===== Text extract =====

In November 1861, it began to rain in California, presaging disaster. By late December, the rivers were full, the Sierra Nevada was under snow, and the soils of the Central Valley were saturated. In early January 1862, storms delivered 10 feet of rain from the Columbia River to the Mexican border. The final blow fell in mid-January. Another intense storm — warm this time — swept in from the Pacific Ocean, melting the massive snowpack and sending more water cascading into the soaked Central Valley.

By the time the storms ended, devastation reigned. Millions of acres of land had become an inland sea. Thousands of people were dead. Some 200,000 cattle and more than half a million sheep drowned. New telegraph lines were lost, disrupting communications with the East, and 1 in 8 homes in the state was destroyed. In all, the so-called ARkStorm wiped out an estimated quarter of the state’s economy.

=====

_Written task 1_. Pick out every line of the records that contains the string "seed", treating case as significant.
The California flood passage and the records are unrelated material.

===== Input for this task =====

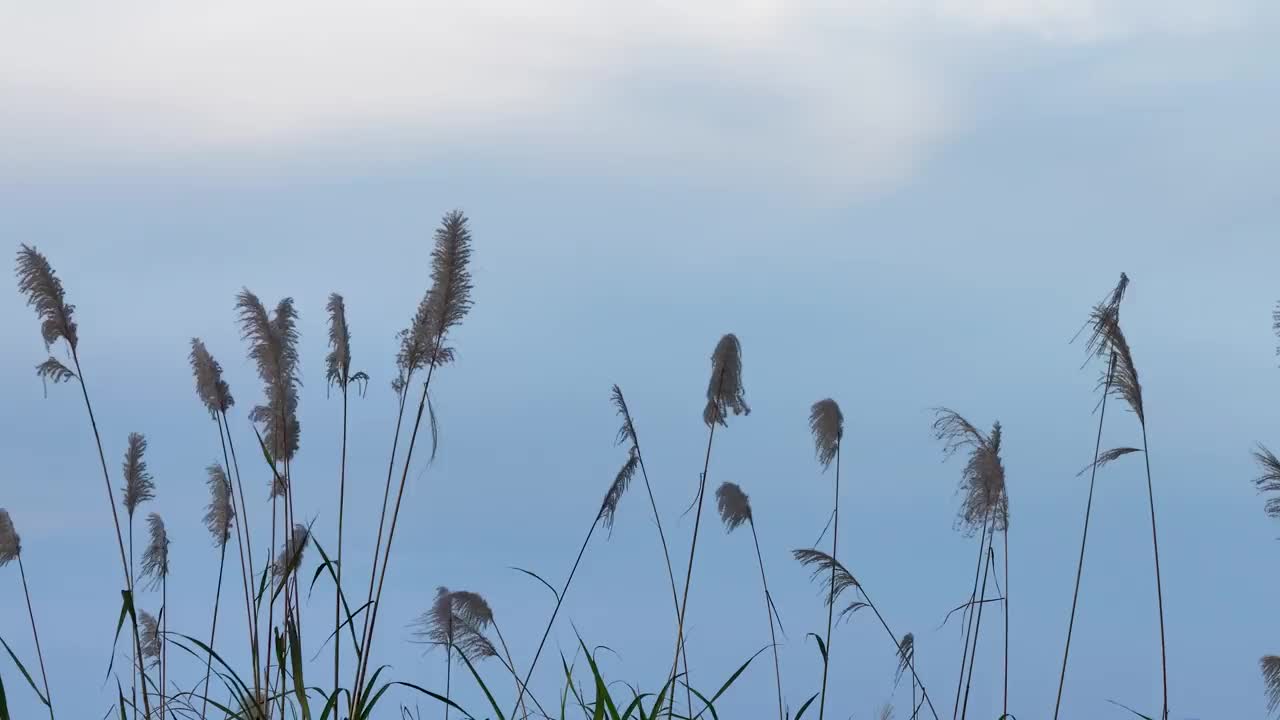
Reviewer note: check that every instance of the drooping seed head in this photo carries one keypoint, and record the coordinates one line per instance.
(827, 424)
(138, 484)
(210, 386)
(735, 506)
(725, 392)
(10, 545)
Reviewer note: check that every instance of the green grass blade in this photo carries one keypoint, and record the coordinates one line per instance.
(24, 673)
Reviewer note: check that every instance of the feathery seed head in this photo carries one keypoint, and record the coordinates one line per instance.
(138, 484)
(725, 392)
(827, 424)
(44, 291)
(10, 545)
(150, 636)
(222, 510)
(210, 386)
(155, 557)
(338, 361)
(734, 505)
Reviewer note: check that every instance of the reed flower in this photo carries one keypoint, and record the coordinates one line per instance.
(210, 386)
(735, 506)
(155, 557)
(138, 484)
(725, 391)
(10, 545)
(220, 510)
(827, 424)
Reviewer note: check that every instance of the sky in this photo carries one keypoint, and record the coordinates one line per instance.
(897, 205)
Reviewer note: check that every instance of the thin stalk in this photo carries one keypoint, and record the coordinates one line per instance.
(977, 629)
(243, 546)
(213, 630)
(1084, 536)
(894, 639)
(115, 518)
(689, 572)
(1005, 711)
(35, 636)
(391, 533)
(968, 616)
(768, 606)
(831, 598)
(511, 665)
(342, 501)
(551, 623)
(666, 556)
(1160, 592)
(378, 543)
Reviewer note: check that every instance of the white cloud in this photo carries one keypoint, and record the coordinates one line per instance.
(752, 89)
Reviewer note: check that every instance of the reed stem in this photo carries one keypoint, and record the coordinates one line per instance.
(1084, 536)
(35, 634)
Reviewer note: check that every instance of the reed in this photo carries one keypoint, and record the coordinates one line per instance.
(735, 509)
(46, 296)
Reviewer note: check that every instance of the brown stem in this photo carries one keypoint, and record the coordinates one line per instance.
(36, 636)
(1084, 534)
(768, 606)
(831, 598)
(213, 630)
(689, 572)
(342, 501)
(391, 533)
(243, 546)
(1160, 592)
(968, 616)
(115, 518)
(977, 629)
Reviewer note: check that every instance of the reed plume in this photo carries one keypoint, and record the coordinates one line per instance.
(725, 396)
(984, 506)
(210, 386)
(1104, 320)
(442, 309)
(1270, 666)
(274, 349)
(155, 557)
(735, 509)
(45, 294)
(827, 425)
(150, 637)
(10, 550)
(215, 395)
(824, 565)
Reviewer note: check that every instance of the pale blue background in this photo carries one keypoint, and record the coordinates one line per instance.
(895, 206)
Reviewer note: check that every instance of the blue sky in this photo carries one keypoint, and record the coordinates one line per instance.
(899, 205)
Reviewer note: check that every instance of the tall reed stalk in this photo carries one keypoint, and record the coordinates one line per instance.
(827, 424)
(823, 565)
(725, 396)
(10, 550)
(45, 294)
(423, 346)
(735, 509)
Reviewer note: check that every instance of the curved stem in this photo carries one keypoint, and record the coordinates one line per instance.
(1084, 534)
(768, 607)
(35, 636)
(213, 632)
(977, 629)
(1160, 592)
(689, 572)
(556, 611)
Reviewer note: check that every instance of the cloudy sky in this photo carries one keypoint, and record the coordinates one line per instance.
(896, 204)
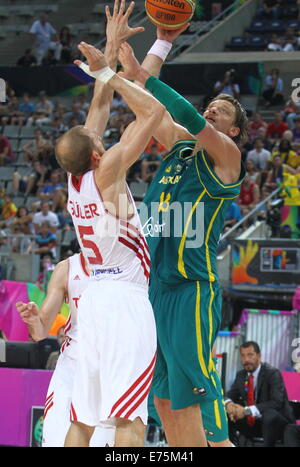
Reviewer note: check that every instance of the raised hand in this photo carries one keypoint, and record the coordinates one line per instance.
(128, 61)
(117, 29)
(171, 35)
(95, 58)
(29, 312)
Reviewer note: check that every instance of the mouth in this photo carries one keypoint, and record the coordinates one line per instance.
(210, 120)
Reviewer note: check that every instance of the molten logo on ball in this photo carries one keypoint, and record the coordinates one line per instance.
(169, 14)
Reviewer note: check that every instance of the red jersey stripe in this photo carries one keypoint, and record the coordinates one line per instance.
(47, 409)
(135, 395)
(134, 385)
(141, 399)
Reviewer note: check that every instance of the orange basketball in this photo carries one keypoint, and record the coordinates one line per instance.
(169, 14)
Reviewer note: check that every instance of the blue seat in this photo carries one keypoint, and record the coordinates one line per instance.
(275, 26)
(258, 42)
(258, 26)
(238, 42)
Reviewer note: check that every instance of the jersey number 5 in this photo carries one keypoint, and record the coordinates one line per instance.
(83, 230)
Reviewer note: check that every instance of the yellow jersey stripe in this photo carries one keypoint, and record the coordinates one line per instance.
(215, 178)
(217, 414)
(198, 333)
(211, 276)
(181, 267)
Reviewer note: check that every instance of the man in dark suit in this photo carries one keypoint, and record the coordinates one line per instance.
(257, 403)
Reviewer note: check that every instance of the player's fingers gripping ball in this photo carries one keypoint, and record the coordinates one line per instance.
(169, 14)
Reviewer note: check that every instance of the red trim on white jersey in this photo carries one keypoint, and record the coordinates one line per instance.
(73, 415)
(48, 404)
(76, 182)
(82, 262)
(140, 386)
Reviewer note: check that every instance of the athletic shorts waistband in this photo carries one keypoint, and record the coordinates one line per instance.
(132, 286)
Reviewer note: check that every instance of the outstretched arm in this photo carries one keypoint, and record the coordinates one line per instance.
(40, 321)
(117, 31)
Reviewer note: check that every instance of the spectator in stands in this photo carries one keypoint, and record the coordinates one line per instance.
(26, 107)
(76, 113)
(83, 102)
(269, 9)
(257, 403)
(45, 241)
(276, 128)
(23, 220)
(49, 59)
(292, 436)
(233, 216)
(150, 164)
(45, 215)
(44, 106)
(253, 173)
(255, 124)
(53, 191)
(296, 131)
(12, 113)
(289, 40)
(275, 44)
(6, 154)
(290, 113)
(273, 93)
(9, 211)
(53, 357)
(262, 134)
(43, 32)
(275, 175)
(249, 195)
(65, 45)
(28, 59)
(228, 85)
(286, 154)
(37, 148)
(259, 155)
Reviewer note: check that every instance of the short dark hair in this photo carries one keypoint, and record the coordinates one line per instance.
(241, 120)
(253, 344)
(74, 141)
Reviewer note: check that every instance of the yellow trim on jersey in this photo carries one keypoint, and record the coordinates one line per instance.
(198, 332)
(215, 177)
(203, 184)
(211, 277)
(175, 147)
(181, 267)
(217, 414)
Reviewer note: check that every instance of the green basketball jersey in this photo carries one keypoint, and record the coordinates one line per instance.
(183, 215)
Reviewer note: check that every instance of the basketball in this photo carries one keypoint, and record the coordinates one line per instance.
(169, 14)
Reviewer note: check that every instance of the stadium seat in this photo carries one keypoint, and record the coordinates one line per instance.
(6, 173)
(11, 131)
(257, 42)
(277, 26)
(258, 26)
(27, 132)
(290, 11)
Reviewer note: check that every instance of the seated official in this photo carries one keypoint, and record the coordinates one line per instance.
(257, 404)
(292, 436)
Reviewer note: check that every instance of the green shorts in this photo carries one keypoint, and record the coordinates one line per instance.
(188, 318)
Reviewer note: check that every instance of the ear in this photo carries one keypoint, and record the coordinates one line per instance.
(234, 131)
(95, 157)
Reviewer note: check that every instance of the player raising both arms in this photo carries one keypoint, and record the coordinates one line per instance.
(202, 173)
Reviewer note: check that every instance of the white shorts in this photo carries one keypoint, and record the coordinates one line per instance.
(116, 353)
(57, 409)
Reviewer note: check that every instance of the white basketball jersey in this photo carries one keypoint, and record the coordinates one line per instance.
(78, 279)
(114, 248)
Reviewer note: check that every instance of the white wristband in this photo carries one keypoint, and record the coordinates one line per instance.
(161, 49)
(103, 75)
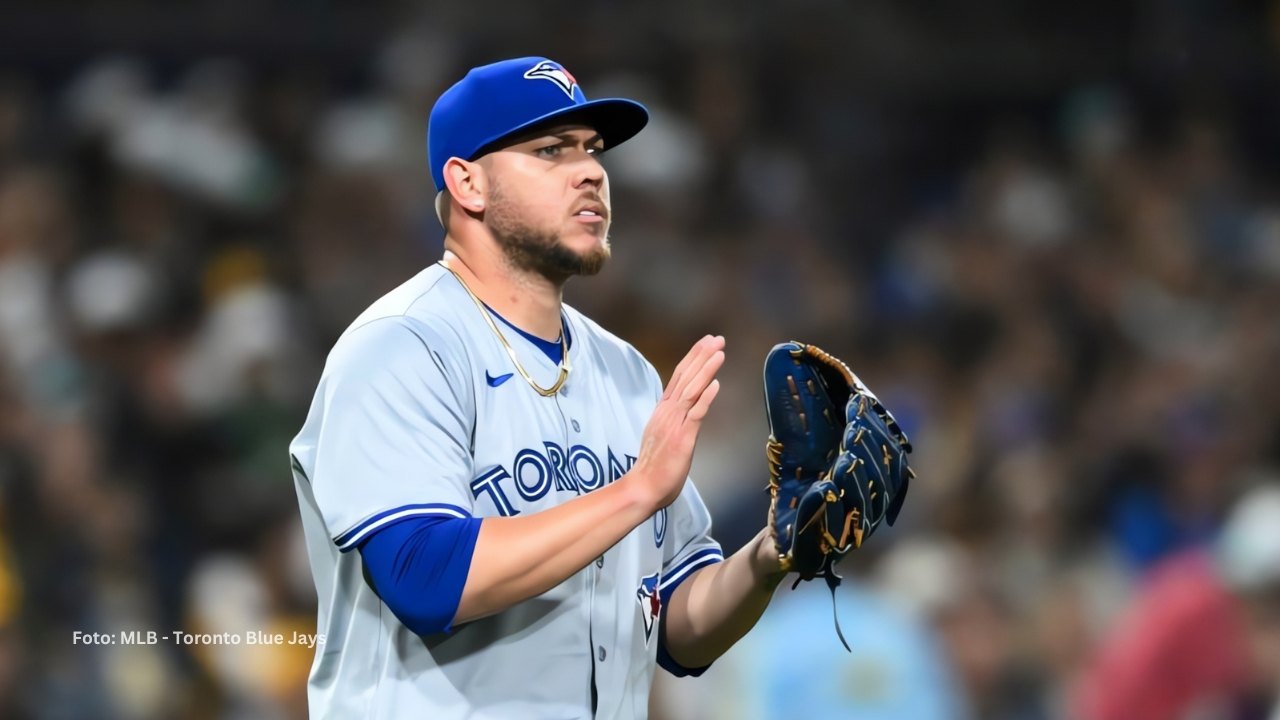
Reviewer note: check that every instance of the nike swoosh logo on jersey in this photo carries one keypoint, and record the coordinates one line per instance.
(498, 381)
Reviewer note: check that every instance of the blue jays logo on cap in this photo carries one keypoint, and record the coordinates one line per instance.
(497, 103)
(556, 73)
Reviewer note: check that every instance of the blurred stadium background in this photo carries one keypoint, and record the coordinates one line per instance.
(1047, 233)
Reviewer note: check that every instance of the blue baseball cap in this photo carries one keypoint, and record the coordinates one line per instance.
(494, 103)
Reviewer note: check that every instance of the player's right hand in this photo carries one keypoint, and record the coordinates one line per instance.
(667, 445)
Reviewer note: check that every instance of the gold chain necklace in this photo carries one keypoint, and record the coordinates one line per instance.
(511, 352)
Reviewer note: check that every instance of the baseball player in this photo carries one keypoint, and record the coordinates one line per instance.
(494, 488)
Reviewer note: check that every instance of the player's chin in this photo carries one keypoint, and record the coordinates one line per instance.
(590, 254)
(586, 240)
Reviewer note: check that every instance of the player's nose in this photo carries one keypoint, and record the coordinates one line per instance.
(589, 171)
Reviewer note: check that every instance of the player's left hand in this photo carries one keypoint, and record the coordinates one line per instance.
(668, 440)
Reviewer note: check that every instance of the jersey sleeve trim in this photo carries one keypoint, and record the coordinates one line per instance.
(677, 574)
(352, 537)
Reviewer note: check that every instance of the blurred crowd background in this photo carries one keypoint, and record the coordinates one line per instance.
(1046, 233)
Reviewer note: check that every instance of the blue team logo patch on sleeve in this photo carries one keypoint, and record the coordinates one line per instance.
(650, 605)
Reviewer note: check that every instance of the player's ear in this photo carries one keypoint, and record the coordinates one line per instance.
(465, 182)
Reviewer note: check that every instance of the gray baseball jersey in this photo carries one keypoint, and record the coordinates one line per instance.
(417, 413)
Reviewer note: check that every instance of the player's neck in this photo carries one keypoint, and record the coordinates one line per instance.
(526, 300)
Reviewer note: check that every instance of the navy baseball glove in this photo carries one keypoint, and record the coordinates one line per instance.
(837, 460)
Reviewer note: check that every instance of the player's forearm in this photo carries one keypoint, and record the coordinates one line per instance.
(716, 606)
(520, 557)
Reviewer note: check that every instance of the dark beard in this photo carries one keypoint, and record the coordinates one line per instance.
(538, 250)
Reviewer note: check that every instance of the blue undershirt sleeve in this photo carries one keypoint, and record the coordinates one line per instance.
(419, 565)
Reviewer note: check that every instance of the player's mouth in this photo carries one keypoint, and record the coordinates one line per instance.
(592, 213)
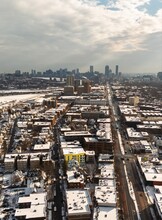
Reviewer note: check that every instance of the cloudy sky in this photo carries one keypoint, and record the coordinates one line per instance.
(43, 34)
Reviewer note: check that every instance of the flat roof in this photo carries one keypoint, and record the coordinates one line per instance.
(72, 179)
(77, 150)
(105, 195)
(42, 146)
(78, 202)
(104, 213)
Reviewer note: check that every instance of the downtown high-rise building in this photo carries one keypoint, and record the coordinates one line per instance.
(91, 69)
(116, 70)
(70, 80)
(107, 70)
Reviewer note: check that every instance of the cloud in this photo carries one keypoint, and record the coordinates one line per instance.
(74, 33)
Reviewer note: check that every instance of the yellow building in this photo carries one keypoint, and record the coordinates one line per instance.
(77, 154)
(134, 100)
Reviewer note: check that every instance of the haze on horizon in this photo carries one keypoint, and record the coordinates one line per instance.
(78, 33)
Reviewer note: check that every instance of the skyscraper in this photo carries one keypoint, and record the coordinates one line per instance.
(91, 69)
(116, 70)
(70, 80)
(107, 70)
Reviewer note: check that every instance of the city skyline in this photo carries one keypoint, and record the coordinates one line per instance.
(80, 33)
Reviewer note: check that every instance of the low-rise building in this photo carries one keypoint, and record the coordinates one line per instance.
(79, 205)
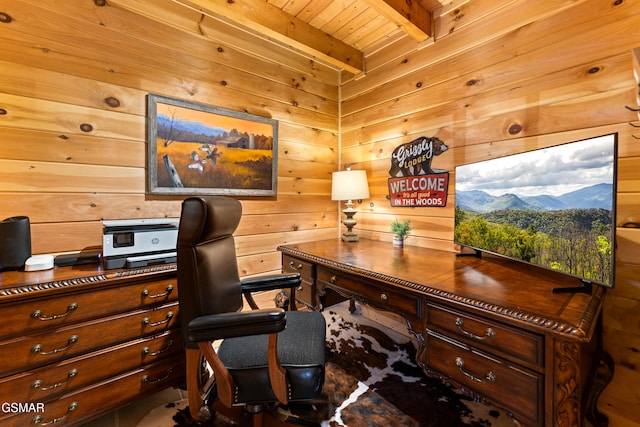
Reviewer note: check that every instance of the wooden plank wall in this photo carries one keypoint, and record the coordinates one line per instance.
(70, 63)
(538, 73)
(558, 78)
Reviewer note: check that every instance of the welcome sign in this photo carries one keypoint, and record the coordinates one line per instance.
(413, 181)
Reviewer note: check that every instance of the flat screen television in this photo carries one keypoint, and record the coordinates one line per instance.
(552, 207)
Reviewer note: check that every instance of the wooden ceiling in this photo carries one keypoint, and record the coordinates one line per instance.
(344, 34)
(340, 33)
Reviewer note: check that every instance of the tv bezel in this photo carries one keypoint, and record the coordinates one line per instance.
(584, 283)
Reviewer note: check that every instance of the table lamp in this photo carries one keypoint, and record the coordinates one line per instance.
(349, 185)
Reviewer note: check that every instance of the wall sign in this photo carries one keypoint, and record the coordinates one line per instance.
(413, 181)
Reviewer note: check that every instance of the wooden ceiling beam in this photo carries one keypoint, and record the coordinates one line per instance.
(272, 22)
(410, 16)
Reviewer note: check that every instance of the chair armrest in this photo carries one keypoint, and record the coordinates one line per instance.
(244, 323)
(271, 282)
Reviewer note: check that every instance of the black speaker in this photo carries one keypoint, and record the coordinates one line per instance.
(15, 242)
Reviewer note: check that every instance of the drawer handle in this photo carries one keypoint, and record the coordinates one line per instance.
(38, 348)
(490, 377)
(148, 352)
(37, 384)
(38, 419)
(146, 379)
(489, 333)
(147, 321)
(292, 265)
(38, 314)
(169, 289)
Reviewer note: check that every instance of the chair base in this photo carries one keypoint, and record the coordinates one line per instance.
(269, 417)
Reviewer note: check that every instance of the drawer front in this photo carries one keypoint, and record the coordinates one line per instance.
(40, 314)
(294, 265)
(39, 349)
(379, 296)
(38, 385)
(517, 389)
(78, 407)
(304, 292)
(527, 347)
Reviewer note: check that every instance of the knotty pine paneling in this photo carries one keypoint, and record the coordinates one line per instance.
(497, 84)
(73, 83)
(543, 84)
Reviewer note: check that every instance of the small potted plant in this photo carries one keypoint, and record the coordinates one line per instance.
(400, 231)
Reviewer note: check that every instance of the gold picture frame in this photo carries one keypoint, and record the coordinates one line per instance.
(199, 149)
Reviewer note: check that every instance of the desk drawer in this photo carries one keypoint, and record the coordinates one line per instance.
(32, 316)
(304, 292)
(511, 386)
(295, 265)
(490, 335)
(40, 384)
(379, 296)
(41, 349)
(76, 408)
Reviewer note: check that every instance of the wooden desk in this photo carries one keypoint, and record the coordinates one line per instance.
(488, 324)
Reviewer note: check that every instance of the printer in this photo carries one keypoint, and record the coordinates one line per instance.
(130, 243)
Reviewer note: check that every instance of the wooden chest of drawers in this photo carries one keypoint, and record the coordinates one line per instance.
(79, 342)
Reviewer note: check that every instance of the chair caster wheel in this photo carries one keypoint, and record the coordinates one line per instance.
(204, 414)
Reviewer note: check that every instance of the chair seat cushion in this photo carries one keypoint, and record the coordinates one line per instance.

=====

_Written task 2_. Quote the California flood passage word for word, from "In November 1861, it" down to "soaked Central Valley.".

_Full response 1_.
Reviewer note: check that every instance of the drooping seed head in this photo carries one keypoint, and record the coordinates one line per instance.
Reviewer note: check that every instance of the feathery seed head in this photo carries one keypoint, and record the coordinates one line per instance.

_Full response 2_.
In November 1861, it began to rain in California, presaging disaster. By late December, the rivers were full, the Sierra Nevada was under snow, and the soils of the Central Valley were saturated. In early January 1862, storms delivered 10 feet of rain from the Columbia River to the Mexican border. The final blow fell in mid-January. Another intense storm — warm this time — swept in from the Pacific Ocean, melting the massive snowpack and sending more water cascading into the soaked Central Valley.